● **Description of the task**:
Restate word for word the lines below that run from the one holding "Draw the outline of every instance of the bride's long" through the one holding "Draw the outline of every instance of the groom's rolled", inclusive. Pictures don't belong in the copy.

::: Supplied records :::

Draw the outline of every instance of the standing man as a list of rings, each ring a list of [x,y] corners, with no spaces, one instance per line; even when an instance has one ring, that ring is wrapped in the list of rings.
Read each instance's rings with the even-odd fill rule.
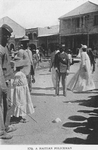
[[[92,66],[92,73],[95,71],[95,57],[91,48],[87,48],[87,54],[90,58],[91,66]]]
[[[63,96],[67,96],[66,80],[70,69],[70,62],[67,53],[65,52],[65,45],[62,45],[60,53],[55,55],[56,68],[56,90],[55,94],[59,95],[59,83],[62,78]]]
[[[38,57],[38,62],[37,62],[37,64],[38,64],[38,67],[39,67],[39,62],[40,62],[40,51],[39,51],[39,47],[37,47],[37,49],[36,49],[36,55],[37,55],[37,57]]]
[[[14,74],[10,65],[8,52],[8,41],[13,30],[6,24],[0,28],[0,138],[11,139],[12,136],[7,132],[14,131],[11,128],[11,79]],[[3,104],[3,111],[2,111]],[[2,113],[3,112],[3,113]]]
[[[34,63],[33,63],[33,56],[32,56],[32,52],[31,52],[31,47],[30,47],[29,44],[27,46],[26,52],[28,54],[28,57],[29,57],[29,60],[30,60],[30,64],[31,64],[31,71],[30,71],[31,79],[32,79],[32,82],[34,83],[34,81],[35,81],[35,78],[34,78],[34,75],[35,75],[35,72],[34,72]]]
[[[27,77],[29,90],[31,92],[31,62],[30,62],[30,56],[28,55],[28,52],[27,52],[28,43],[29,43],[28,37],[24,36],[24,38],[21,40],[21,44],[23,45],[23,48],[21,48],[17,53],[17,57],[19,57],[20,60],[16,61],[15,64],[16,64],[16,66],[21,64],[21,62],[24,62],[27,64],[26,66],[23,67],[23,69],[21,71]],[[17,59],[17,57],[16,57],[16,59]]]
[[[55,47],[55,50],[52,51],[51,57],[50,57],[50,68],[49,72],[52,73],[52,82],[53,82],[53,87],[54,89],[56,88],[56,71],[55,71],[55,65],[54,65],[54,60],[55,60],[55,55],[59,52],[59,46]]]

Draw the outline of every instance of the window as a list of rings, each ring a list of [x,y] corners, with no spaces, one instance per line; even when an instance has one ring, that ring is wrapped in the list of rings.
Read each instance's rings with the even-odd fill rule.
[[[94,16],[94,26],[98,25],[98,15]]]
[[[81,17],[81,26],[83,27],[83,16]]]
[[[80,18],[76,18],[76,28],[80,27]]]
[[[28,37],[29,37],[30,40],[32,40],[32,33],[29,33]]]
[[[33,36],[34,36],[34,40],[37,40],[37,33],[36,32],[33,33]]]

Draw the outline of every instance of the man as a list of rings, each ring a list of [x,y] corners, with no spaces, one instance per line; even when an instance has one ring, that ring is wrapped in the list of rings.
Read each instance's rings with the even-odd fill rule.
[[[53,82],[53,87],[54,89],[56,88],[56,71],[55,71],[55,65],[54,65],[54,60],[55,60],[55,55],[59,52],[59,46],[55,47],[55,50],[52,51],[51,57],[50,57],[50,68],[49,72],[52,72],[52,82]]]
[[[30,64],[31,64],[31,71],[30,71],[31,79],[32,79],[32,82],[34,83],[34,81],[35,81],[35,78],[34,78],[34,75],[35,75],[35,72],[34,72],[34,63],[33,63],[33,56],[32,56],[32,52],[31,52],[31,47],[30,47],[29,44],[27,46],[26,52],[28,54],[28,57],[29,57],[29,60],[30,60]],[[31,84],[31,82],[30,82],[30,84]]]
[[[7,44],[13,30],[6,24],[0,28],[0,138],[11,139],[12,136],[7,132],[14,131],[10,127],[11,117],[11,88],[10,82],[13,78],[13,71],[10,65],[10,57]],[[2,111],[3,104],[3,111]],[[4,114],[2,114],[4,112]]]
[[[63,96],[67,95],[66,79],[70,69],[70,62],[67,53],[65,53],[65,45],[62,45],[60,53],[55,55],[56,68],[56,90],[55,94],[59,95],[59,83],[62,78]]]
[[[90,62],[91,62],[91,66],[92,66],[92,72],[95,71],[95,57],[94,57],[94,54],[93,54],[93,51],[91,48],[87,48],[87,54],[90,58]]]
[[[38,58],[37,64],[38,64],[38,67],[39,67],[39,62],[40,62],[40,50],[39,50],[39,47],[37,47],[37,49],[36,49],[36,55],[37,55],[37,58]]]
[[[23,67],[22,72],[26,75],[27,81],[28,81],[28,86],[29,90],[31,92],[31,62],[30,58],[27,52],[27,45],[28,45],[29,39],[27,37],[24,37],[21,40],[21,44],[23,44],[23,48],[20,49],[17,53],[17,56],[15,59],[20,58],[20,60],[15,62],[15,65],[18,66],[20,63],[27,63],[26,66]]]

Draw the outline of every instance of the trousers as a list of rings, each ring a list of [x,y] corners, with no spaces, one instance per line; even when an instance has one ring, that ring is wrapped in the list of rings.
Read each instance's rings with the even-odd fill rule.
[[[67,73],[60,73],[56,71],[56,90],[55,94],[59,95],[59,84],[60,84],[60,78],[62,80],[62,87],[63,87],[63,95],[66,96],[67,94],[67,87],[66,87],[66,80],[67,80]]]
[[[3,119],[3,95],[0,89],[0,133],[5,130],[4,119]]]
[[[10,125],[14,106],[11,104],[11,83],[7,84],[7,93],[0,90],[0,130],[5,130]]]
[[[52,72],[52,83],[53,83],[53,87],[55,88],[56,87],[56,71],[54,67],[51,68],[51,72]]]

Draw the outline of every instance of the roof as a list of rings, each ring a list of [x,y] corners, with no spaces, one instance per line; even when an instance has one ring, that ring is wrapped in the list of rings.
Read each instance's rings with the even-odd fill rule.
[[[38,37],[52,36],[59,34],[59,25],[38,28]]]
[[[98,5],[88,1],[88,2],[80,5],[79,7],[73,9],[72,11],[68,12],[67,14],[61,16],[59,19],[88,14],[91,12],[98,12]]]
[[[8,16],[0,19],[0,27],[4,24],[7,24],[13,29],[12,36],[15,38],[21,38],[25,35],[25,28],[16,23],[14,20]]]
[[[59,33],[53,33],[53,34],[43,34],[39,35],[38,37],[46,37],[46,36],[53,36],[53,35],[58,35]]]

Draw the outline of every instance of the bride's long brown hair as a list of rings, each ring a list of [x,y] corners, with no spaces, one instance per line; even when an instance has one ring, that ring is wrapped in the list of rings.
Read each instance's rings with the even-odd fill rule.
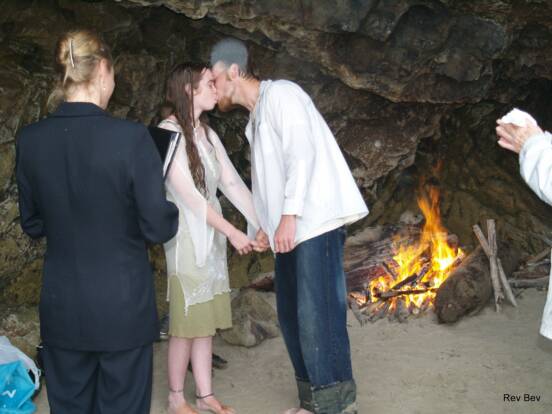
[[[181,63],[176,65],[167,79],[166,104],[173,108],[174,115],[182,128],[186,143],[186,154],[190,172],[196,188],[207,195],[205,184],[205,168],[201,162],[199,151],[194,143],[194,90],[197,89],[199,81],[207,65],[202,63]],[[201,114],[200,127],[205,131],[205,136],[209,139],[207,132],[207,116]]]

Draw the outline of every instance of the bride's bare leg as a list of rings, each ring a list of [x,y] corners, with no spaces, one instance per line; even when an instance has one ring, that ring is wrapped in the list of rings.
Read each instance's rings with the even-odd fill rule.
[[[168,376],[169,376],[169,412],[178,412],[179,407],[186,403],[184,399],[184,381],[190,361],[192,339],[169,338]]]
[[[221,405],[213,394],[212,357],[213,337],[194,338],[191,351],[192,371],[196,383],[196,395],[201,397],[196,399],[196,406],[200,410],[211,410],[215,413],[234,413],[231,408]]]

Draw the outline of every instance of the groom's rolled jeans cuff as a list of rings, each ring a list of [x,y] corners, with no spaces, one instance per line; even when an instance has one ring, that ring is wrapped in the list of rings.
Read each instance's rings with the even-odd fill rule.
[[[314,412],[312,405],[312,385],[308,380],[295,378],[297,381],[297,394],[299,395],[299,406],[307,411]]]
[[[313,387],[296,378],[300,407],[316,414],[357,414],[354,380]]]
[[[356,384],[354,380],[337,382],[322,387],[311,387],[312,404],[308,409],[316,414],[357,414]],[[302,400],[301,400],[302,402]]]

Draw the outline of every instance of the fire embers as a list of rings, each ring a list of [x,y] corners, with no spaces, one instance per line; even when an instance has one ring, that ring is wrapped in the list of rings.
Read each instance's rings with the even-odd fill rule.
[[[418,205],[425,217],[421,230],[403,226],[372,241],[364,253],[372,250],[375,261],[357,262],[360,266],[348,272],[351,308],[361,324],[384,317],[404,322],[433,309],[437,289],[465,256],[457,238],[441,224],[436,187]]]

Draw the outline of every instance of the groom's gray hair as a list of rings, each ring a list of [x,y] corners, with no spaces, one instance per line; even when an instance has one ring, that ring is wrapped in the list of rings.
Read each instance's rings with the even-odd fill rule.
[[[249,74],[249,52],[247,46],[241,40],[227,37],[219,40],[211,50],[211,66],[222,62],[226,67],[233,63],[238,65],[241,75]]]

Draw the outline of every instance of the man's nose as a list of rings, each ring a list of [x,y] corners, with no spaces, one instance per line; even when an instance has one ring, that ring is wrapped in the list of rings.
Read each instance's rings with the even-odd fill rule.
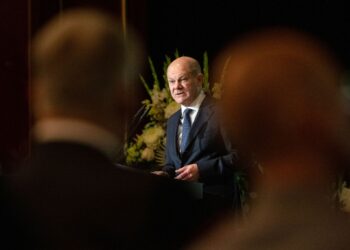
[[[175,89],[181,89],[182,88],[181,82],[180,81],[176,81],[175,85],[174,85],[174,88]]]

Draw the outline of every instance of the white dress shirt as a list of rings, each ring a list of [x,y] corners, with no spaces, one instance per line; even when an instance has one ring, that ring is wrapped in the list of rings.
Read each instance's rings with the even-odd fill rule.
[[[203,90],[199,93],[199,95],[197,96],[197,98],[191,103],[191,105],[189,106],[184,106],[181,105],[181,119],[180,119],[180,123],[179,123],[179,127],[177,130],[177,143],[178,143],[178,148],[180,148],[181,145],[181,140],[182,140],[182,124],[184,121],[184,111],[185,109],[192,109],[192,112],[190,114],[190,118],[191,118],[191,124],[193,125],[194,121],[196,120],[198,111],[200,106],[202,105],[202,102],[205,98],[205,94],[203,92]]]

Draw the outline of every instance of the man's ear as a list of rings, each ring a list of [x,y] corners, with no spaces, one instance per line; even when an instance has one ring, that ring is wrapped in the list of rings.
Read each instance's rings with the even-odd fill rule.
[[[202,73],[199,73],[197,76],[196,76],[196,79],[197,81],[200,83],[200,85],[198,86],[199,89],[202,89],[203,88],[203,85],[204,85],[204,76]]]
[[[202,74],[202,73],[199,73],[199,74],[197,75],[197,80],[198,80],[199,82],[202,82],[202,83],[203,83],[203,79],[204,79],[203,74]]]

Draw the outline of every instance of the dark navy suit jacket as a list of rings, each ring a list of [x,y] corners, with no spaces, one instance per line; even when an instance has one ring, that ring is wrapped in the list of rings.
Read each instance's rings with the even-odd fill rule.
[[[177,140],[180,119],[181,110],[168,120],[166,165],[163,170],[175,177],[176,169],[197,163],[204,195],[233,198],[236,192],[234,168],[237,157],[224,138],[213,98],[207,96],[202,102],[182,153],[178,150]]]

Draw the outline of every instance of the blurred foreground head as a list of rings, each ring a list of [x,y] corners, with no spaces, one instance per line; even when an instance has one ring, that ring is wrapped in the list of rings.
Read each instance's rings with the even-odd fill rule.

:::

● **Answer to the problem**:
Draw the outline of every instance of the bride's long brown hair as a list of rings, each ring a list of [x,y] corners, with no spaces, one instance per line; even when an instance has one ring, that ring is wrapped in the list of rings.
Read each instance's rings with the even-odd fill rule.
[[[181,63],[176,65],[167,79],[166,104],[173,108],[174,115],[182,128],[186,143],[186,154],[190,172],[196,188],[207,195],[205,184],[205,168],[201,162],[199,151],[194,143],[194,90],[197,89],[199,81],[207,65],[202,63]],[[201,114],[200,127],[205,131],[205,136],[209,139],[207,132],[207,116]]]

Draw the outline of every instance of the bride's bare leg as a list of rings, each ring a list of [x,y] corners, with no spaces, one instance per line; even when an instance has one ring, that ring is wrapped in the list of rings.
Read each instance's rings with the even-odd fill rule.
[[[168,376],[169,376],[169,412],[178,412],[179,407],[186,403],[184,399],[184,381],[190,361],[192,339],[169,338]]]
[[[221,405],[213,394],[212,357],[213,337],[194,338],[191,351],[192,371],[196,383],[196,395],[201,397],[196,399],[196,406],[200,410],[211,410],[215,413],[234,413],[231,408]]]

Draw the outline of every instance of the groom's rolled jeans cuff as a list of rings, each ring a list of [x,y] corners, with no spaces, one instance per line; even when an instance has one ring, that ring is wrapped in the list of rings.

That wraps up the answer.